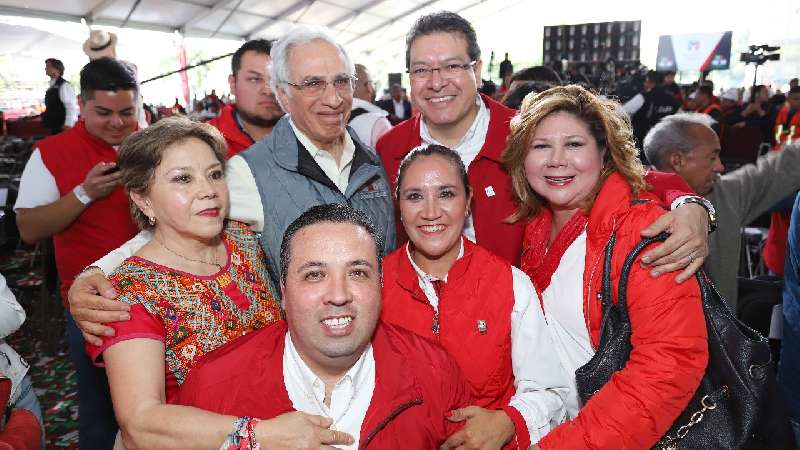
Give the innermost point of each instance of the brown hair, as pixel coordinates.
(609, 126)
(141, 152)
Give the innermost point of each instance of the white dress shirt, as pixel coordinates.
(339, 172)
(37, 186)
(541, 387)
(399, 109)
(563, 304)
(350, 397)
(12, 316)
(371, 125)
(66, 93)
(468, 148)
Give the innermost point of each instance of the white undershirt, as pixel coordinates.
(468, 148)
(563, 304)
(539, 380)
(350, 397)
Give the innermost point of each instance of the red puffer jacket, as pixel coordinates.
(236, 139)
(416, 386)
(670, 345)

--

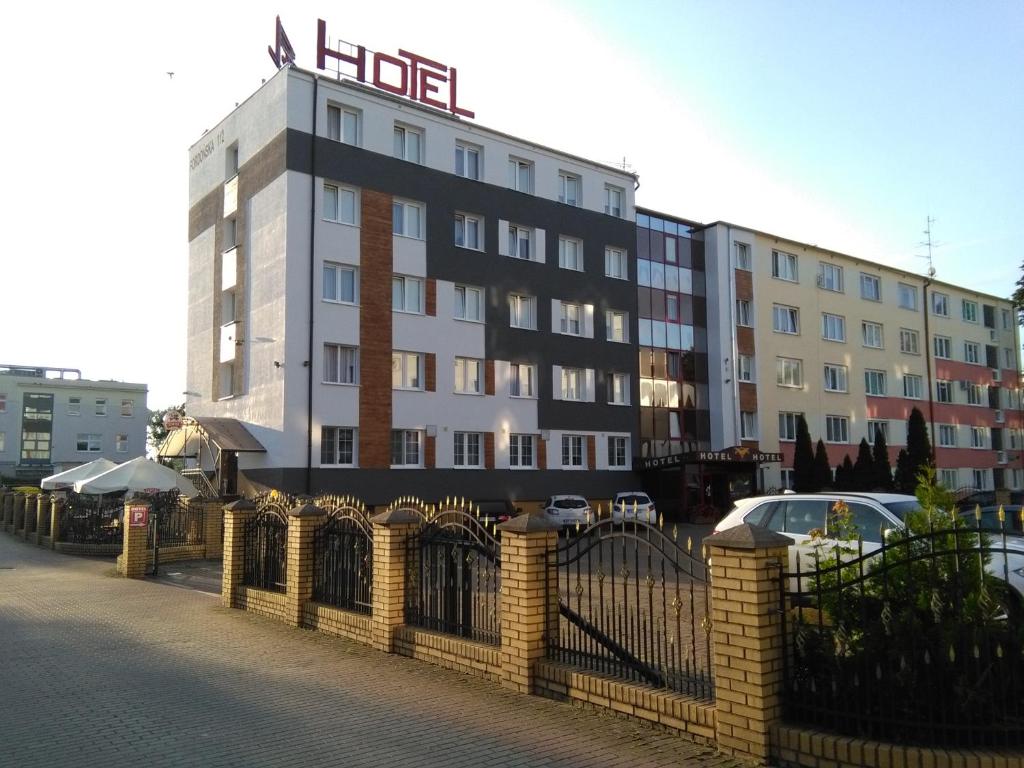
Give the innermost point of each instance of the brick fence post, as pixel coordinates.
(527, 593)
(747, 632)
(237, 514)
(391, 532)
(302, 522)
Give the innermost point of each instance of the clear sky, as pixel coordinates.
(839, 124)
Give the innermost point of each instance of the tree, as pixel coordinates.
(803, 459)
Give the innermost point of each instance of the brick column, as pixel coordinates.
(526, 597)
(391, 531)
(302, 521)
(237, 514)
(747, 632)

--

*The problem*.
Collect every line in the entries above that contains the word "coordinates" and copy each one in full.

*Completed exercise*.
Give the innermost point of each instance of the brown hair, as pixel coordinates.
Give the innermost point of each instance of the white dress shirt, as pixel coordinates.
Give the innermost point of each instance of the white undershirt, as pixel coordinates.
Give the innermost point of each instance of the red puffer jacket, as pixel coordinates.
Give the innermost point of each instance of the brick fence post, as pixel coordinates.
Give the innermost point of each instance of the clear sky, as pixel coordinates.
Give the innermost point of each instance of the tree, as pixel coordinates.
Give the innermost point of each instance of the brick column, as pixel coordinates.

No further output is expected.